• _Task directions_
Word for word, reproduce every record in the listing below.

• _Material for the task_
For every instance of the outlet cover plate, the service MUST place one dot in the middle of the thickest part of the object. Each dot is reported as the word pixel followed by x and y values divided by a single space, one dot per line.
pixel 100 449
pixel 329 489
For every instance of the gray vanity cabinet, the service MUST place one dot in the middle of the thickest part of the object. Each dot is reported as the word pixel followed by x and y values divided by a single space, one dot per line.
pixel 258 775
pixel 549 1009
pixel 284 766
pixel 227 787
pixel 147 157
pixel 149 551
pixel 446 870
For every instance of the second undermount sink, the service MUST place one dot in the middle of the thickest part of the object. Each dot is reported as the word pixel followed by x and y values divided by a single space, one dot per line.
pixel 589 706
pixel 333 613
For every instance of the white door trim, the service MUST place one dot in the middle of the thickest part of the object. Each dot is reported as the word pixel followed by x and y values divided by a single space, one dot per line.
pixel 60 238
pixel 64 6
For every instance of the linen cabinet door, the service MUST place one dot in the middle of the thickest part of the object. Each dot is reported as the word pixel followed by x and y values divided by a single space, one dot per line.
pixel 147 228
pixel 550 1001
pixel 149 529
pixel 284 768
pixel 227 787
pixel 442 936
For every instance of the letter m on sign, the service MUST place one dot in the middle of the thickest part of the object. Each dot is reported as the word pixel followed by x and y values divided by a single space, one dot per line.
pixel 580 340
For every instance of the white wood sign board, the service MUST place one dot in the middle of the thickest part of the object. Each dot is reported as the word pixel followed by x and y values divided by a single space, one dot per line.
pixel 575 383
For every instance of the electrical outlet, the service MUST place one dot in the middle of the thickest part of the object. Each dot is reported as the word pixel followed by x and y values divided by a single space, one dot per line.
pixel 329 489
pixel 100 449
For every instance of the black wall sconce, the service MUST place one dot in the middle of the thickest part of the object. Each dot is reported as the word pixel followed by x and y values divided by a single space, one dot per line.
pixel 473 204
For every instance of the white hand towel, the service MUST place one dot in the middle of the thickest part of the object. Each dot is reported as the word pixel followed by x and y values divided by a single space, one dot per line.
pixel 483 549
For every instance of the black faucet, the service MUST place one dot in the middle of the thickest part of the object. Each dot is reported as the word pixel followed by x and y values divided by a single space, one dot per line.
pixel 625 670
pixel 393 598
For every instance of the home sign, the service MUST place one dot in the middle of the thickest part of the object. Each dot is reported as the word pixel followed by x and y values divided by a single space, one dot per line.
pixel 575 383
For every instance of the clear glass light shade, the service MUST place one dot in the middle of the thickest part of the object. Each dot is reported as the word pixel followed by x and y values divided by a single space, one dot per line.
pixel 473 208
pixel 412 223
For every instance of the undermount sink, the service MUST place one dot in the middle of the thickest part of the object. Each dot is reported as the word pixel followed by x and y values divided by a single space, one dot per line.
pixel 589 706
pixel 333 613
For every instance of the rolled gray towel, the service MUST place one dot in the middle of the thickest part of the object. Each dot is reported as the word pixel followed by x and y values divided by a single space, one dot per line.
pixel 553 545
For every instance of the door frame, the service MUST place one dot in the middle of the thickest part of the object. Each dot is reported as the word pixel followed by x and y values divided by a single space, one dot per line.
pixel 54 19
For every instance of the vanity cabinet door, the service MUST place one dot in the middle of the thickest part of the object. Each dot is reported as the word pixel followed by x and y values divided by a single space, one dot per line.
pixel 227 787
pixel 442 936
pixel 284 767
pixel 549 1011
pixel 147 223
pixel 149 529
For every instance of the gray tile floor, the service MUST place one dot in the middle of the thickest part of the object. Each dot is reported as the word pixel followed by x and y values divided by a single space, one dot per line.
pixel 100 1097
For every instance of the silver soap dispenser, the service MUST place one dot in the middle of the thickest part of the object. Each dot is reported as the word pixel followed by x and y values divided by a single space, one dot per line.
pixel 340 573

• _Output_
For every instance of the outlet cover plate, the service MUST place one dot in the middle of the thickest part of the object. Each dot is reported as the word pixel followed by x and y values divided by a single space, one dot per line.
pixel 100 449
pixel 329 489
For every instance of the gray vanity cabinet, the service MUST place one dot in the middle of the thickest part of the object. Each dot is reported as the word pixel followed by x and y values divided by a single space, one dot per line.
pixel 258 775
pixel 549 1009
pixel 284 766
pixel 227 787
pixel 147 157
pixel 149 551
pixel 446 870
For every instance of the second undermount sink, the service MUST place one dot in the middle of the thickest part of the object. Each dot is reported as the word pixel followed by x and y values divided by a single space, one dot per line.
pixel 589 706
pixel 333 613
For every instance of the white door trim, the service MUST place one dot in the middle of the thickest part of the object. Each dot is reported as the word pixel followed by x and y values divided by a single space, one dot per line.
pixel 60 238
pixel 64 6
For every instance of the linen cabinet door, the service MUST place one dot in the middle of the thickest part of the object. Each dot is reported as the word pixel followed by x and y values divided by a single space, one dot per line.
pixel 147 228
pixel 550 1001
pixel 149 529
pixel 284 768
pixel 227 787
pixel 442 936
For every instance of the letter m on sign, the service MUST place one dot in the middle of the thickest part of the object. Each dot is reported as the word pixel followed by x and y values divided by a single space, one dot per line.
pixel 580 340
For every instance of the white wood sign board, the service MUST place one dot in the middle of the thickest part of the object. Each dot is reported as the word pixel followed by x and y values divided by a single space, one dot per line.
pixel 575 383
For every instance of the electrical outlet, the service MUST place one dot in the middle of the thickest part of the object. Each dot is reported as the word pixel followed by x and y values divided by a single space, one dot per line.
pixel 329 489
pixel 100 449
For every instance of the black wall sconce, the service MUST place one dot in the middle of the thickest part of the object. Each dot is reported as the word pixel followed by x and y values divided by a single space, one dot per line.
pixel 473 204
For every instance of the white hand towel, the service MUST place one dot in the middle of the thickest part of the object. Each dot is reported as the word pixel followed by x and y values divided by a single space, one dot per line.
pixel 483 549
For every instance of the black faucet, the service MUST place one dot in the middle of the thickest part of the object. Each dot is reported as the word pixel followed by x and y values divided by a single space, one dot per line.
pixel 625 670
pixel 393 598
For every instance of the home sign, the service MUST place one dot in the middle of the thickest part of the object. Each dot is reported as the word pixel followed by x and y values divided by a single space, one dot per line.
pixel 575 383
For every instance of the clear glass light shade, the service MUST place one dot in the middle of the thickest part of the object. Each dot is reported as the word pixel followed by x and y values divided by a single space, one dot per line.
pixel 473 208
pixel 412 223
For every instance of the undermount sink, the service MUST place one dot in the middle of the thickest part of the object. Each dot is reported as the word pixel followed by x and y values divided by a single space, one dot per line.
pixel 589 706
pixel 333 613
For every instance of the rolled gray towel, the service MUST place one dot in the middle of the thickest part of the object. Each dot is reported as the word pixel followed by x and y values divided by a single space, one dot per line.
pixel 553 545
For every instance of the door frame, the service MUST place one dot in the middle of the thickest part of the object. Each dot is reported as the word pixel followed by x and y values divided by a single space, one dot per line.
pixel 54 19
For every instance of the vanity cabinet door, the service MUST place one dot in the middle of the thickest part of the object. Each dot is reported as the word pixel followed by x and y values divided by a single space, one dot per line.
pixel 227 787
pixel 442 936
pixel 284 767
pixel 549 1011
pixel 147 223
pixel 149 529
For every instance of the gray tile floor, the service MUST place one dot in the middle of the thickest part of the object. Each dot is reported as the word pixel followed by x and y values divided by a single space, one dot per line.
pixel 100 1097
For every instance of the silver soap dispenser, the service MUST place one dot in the middle of the thickest part of the object. Each dot is reported as the word pixel followed by x and y values divided by a single space, one dot per line.
pixel 340 573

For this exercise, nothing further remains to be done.